Saved entries:
####################

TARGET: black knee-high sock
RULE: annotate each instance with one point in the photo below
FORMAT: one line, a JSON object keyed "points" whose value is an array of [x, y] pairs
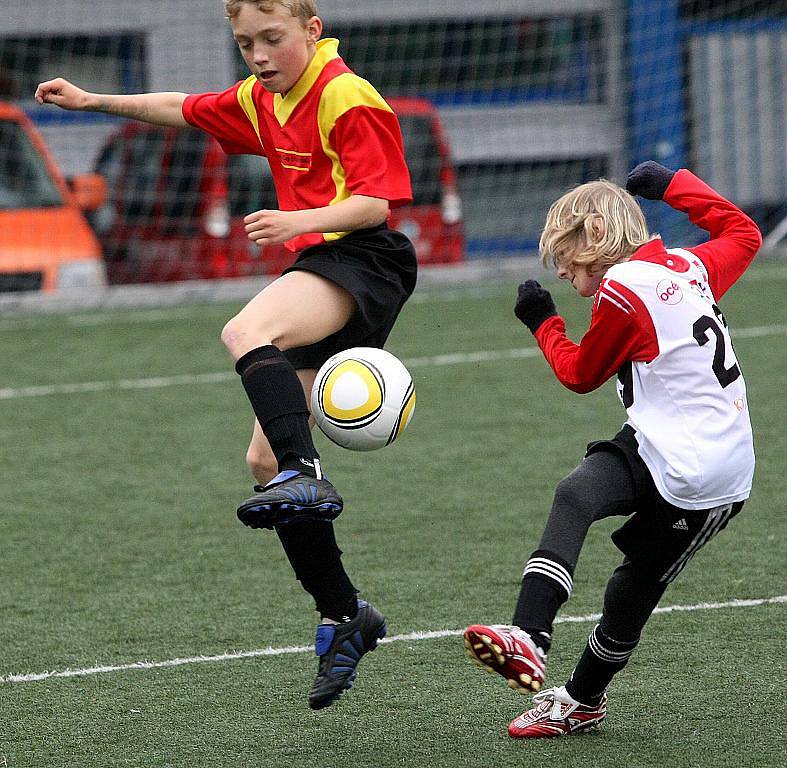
{"points": [[601, 660], [316, 559], [276, 395], [546, 584]]}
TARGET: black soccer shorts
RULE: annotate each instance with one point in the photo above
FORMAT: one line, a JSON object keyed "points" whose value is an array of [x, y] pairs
{"points": [[378, 267], [660, 538]]}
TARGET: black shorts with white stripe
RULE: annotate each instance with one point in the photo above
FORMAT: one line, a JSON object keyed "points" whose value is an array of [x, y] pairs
{"points": [[661, 538]]}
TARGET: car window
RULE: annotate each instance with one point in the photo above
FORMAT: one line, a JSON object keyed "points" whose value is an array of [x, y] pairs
{"points": [[110, 166], [25, 181], [250, 185], [423, 158], [181, 188], [132, 171]]}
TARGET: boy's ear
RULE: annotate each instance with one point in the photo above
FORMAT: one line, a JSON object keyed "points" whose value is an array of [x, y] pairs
{"points": [[313, 29], [597, 228]]}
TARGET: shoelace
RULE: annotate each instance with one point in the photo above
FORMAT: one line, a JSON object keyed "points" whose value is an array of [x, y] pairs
{"points": [[558, 712]]}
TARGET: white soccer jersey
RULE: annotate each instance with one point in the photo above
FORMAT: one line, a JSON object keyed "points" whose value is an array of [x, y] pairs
{"points": [[656, 324], [688, 404]]}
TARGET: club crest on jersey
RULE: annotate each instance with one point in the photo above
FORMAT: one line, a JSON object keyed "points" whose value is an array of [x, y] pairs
{"points": [[669, 292]]}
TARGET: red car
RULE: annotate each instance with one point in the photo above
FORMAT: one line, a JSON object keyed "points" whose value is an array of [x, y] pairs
{"points": [[176, 202]]}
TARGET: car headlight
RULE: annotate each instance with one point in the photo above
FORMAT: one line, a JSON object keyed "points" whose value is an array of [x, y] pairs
{"points": [[81, 274]]}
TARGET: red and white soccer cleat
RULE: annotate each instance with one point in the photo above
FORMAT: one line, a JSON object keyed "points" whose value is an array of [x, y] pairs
{"points": [[556, 714], [510, 652]]}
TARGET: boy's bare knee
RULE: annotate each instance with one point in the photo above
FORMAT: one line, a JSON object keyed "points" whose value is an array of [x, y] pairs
{"points": [[239, 337]]}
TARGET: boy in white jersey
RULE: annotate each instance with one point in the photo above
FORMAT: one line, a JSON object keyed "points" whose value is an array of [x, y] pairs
{"points": [[682, 465]]}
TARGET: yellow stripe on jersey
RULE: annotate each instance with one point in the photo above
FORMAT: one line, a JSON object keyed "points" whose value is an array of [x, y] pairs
{"points": [[246, 102], [340, 95]]}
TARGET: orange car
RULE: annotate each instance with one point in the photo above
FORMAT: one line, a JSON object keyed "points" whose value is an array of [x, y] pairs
{"points": [[45, 241]]}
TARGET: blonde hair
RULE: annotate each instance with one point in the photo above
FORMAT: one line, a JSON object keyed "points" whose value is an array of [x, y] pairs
{"points": [[595, 224], [301, 9]]}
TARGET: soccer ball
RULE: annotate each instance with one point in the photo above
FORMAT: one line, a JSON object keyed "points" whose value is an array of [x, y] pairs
{"points": [[363, 398]]}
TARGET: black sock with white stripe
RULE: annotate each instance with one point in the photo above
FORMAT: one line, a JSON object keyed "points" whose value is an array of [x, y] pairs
{"points": [[546, 584], [602, 659], [276, 395]]}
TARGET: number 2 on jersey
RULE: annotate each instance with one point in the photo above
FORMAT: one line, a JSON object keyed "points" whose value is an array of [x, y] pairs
{"points": [[703, 328]]}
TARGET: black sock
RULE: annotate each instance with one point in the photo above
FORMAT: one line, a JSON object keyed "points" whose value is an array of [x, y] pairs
{"points": [[546, 584], [602, 658], [316, 559], [276, 395]]}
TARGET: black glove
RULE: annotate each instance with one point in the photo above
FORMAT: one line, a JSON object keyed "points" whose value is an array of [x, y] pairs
{"points": [[649, 180], [534, 305]]}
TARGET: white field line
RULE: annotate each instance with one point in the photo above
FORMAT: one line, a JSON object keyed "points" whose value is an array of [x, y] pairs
{"points": [[436, 361], [409, 637]]}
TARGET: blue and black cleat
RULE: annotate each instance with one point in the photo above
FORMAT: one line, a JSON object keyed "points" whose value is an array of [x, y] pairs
{"points": [[290, 495], [340, 648]]}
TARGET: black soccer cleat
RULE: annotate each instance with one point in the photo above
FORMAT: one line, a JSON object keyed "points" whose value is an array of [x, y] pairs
{"points": [[340, 648], [290, 495]]}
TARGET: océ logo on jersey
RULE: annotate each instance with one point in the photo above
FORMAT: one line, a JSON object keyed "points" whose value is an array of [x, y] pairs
{"points": [[669, 292]]}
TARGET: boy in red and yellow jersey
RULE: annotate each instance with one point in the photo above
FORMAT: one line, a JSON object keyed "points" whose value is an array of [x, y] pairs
{"points": [[335, 151]]}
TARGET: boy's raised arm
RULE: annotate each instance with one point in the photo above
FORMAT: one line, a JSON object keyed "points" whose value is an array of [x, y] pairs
{"points": [[165, 108]]}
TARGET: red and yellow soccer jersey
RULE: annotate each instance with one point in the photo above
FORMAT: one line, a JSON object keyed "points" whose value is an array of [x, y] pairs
{"points": [[331, 136]]}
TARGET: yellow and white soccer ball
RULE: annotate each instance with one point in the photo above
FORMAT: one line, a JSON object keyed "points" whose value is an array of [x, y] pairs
{"points": [[363, 398]]}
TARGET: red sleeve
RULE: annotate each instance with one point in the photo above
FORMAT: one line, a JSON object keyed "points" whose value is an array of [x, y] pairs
{"points": [[621, 329], [220, 115], [735, 238], [369, 143]]}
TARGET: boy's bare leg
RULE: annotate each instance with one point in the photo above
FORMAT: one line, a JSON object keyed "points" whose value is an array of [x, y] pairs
{"points": [[295, 310]]}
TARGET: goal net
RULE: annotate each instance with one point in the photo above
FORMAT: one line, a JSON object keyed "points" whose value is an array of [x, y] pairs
{"points": [[504, 105]]}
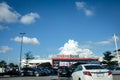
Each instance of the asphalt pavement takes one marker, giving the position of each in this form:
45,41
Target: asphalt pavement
115,77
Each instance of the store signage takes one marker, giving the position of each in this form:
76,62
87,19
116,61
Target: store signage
67,56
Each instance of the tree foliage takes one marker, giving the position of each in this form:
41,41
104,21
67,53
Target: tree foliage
107,59
3,63
28,56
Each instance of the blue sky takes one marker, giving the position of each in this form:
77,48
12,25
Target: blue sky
58,26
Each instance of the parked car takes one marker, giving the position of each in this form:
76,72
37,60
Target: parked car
63,71
91,72
116,70
30,72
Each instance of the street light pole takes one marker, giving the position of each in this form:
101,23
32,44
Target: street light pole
22,34
117,53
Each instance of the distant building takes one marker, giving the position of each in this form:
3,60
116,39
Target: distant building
59,60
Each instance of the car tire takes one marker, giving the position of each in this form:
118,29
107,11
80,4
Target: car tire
79,79
22,74
59,75
37,74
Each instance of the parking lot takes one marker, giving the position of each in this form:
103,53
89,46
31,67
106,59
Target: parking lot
115,77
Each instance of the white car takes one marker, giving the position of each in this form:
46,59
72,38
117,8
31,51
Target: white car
91,72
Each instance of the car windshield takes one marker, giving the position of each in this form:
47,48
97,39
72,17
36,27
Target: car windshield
88,67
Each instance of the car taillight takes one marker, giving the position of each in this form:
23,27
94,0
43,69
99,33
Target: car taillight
87,73
109,73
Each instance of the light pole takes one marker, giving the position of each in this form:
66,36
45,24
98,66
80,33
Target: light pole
22,34
117,53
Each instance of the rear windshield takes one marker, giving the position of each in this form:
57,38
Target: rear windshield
88,67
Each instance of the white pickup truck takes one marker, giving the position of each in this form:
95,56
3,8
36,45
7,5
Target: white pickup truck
2,71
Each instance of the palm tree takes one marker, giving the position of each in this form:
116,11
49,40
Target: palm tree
3,63
28,57
107,59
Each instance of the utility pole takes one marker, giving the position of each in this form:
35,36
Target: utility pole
22,34
116,47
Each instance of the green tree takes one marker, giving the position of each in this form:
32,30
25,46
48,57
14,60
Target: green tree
28,56
11,65
3,63
107,59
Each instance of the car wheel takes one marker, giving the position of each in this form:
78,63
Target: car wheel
22,74
58,75
79,79
37,74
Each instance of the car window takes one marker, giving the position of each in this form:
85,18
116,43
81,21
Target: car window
88,67
79,68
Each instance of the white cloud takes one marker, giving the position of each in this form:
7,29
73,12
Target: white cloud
3,27
26,40
105,42
72,48
7,14
5,49
82,6
29,18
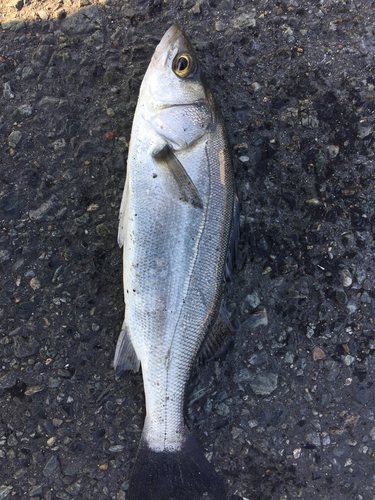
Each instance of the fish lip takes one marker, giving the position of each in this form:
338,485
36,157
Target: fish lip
173,42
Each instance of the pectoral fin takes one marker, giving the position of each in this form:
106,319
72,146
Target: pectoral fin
186,187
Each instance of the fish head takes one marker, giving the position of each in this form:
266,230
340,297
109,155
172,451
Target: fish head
175,97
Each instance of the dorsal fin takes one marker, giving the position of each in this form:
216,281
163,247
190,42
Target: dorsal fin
233,244
123,214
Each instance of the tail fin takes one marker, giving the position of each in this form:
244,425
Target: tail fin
181,475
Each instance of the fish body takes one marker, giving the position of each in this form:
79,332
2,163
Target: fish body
176,219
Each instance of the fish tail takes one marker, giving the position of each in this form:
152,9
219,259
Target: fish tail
173,475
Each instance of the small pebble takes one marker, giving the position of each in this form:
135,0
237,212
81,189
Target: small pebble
318,353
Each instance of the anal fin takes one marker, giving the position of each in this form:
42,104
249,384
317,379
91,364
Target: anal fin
219,339
125,355
189,193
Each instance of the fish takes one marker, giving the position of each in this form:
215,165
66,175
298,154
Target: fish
178,233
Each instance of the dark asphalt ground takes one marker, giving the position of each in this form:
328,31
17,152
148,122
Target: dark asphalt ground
289,411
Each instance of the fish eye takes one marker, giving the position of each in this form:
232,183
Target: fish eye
183,65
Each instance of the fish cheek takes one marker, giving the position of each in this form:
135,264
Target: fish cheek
183,125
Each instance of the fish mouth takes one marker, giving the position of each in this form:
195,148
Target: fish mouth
173,42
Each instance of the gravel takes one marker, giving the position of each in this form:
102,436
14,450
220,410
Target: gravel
288,412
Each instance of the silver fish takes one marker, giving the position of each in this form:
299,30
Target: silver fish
176,219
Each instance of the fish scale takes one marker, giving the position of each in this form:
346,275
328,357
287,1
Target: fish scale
176,219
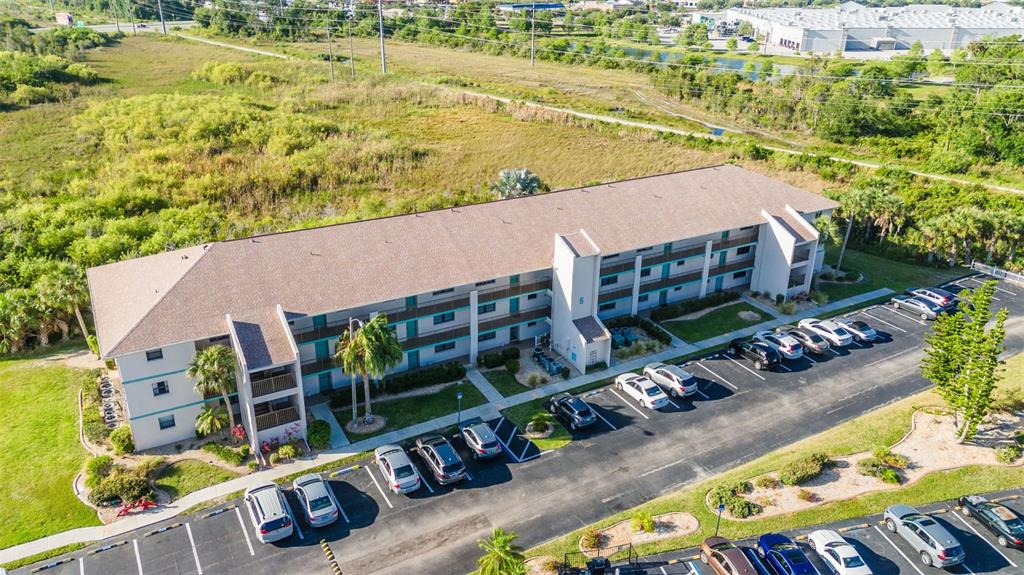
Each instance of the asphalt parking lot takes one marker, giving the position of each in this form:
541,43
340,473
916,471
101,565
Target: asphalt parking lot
630,455
885,553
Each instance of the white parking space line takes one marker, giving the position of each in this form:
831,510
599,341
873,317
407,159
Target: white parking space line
726,382
242,524
755,373
893,325
138,558
192,541
997,549
374,479
630,405
899,550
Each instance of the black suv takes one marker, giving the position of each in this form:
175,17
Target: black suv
760,353
571,409
1000,520
441,458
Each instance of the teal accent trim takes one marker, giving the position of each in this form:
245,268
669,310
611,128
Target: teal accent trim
155,377
179,407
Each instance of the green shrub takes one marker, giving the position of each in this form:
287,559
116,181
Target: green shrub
512,365
642,522
803,470
122,440
318,434
225,453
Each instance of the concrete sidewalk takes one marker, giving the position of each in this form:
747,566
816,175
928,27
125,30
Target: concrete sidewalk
486,411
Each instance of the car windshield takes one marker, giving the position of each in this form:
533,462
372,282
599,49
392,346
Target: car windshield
320,503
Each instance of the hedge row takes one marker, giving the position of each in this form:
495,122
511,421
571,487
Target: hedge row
675,310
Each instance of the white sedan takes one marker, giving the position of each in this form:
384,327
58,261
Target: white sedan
673,379
783,343
642,390
841,557
834,333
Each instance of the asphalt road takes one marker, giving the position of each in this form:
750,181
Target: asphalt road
632,455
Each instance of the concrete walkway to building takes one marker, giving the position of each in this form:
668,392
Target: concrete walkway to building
486,411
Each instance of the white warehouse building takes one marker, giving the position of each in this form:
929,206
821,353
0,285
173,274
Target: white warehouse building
852,27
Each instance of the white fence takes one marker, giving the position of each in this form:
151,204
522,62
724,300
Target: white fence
1012,277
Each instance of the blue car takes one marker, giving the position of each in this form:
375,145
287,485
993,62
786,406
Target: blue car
783,557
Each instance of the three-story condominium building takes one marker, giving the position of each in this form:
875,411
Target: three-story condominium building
453,282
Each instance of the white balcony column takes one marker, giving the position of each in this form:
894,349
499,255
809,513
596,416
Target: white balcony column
636,285
707,268
474,327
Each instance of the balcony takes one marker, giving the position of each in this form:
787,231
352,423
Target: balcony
272,385
276,418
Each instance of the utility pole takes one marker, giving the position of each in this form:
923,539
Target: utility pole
330,49
380,23
160,8
532,32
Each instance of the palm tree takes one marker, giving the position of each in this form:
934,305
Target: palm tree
211,419
213,369
502,556
516,183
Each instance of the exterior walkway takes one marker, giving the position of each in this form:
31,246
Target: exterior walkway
486,411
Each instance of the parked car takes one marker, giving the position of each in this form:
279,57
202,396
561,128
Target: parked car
835,334
918,306
317,502
673,379
267,510
935,545
725,559
642,390
838,554
441,458
937,296
573,410
397,470
787,346
481,440
783,557
1006,524
860,330
763,356
811,341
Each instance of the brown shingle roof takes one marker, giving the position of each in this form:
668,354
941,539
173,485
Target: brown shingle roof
343,266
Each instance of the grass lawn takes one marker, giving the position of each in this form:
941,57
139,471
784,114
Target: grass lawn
39,450
522,413
882,427
181,478
720,321
505,383
882,272
411,410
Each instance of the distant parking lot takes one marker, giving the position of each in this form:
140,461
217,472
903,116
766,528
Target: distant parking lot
629,455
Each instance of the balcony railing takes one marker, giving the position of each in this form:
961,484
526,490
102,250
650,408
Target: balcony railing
276,418
272,385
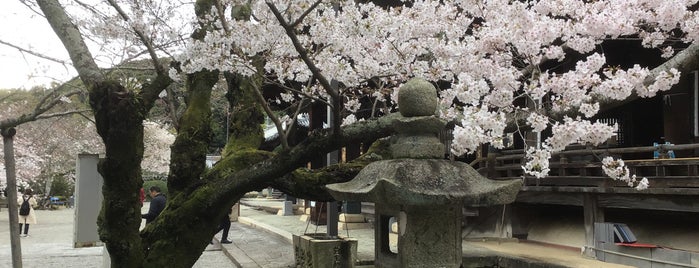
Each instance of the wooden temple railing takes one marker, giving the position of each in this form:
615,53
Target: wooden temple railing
579,170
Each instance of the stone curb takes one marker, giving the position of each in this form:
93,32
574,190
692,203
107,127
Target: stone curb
237,256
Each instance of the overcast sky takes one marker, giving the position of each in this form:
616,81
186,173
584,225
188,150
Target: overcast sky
24,28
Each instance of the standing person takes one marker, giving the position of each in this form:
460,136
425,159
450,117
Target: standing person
225,225
141,196
26,203
157,204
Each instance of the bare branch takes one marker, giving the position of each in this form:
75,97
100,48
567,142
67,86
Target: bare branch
270,113
47,102
146,41
303,53
34,53
305,13
685,61
72,40
222,17
52,115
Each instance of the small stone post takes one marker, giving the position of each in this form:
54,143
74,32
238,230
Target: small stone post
421,190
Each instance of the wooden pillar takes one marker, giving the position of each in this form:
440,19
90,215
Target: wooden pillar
592,213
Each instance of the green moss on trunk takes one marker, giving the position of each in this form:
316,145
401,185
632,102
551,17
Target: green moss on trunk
188,153
119,117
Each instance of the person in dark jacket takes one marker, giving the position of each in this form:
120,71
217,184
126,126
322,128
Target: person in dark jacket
157,204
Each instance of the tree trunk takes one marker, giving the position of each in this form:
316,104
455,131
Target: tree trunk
119,120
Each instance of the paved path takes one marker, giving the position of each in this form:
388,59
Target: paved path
50,244
260,240
256,215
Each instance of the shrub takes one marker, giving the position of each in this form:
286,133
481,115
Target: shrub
147,184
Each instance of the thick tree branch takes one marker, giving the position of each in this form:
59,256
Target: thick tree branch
34,53
332,91
146,41
685,61
318,143
310,184
47,102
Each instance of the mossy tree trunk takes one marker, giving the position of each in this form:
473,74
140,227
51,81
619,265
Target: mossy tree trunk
198,198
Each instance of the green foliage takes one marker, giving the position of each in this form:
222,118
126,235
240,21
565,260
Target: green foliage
160,183
62,186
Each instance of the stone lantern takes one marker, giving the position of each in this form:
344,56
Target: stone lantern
421,190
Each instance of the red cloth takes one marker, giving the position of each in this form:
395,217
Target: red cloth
142,196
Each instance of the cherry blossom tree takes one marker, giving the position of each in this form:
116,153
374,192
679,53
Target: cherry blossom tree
495,56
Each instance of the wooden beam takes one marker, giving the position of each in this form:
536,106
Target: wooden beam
681,203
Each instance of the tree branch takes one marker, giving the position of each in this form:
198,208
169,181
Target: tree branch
34,53
146,41
310,184
685,61
73,41
47,102
318,143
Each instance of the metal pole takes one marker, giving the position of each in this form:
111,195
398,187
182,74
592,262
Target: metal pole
8,147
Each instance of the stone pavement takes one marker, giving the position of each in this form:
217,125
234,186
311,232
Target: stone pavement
50,244
255,212
260,239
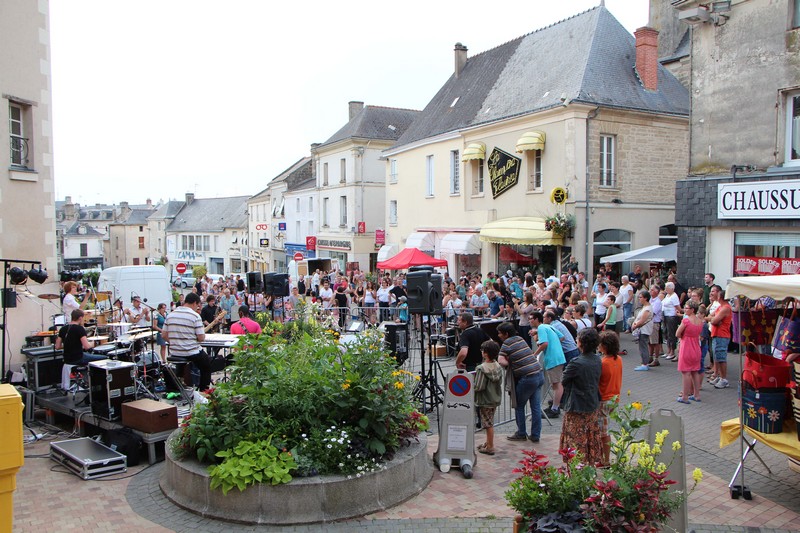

####################

Every line that contains the string "knee" should be copied from the entries.

TARGET: black knee-high sock
TARGET: boy's bare knee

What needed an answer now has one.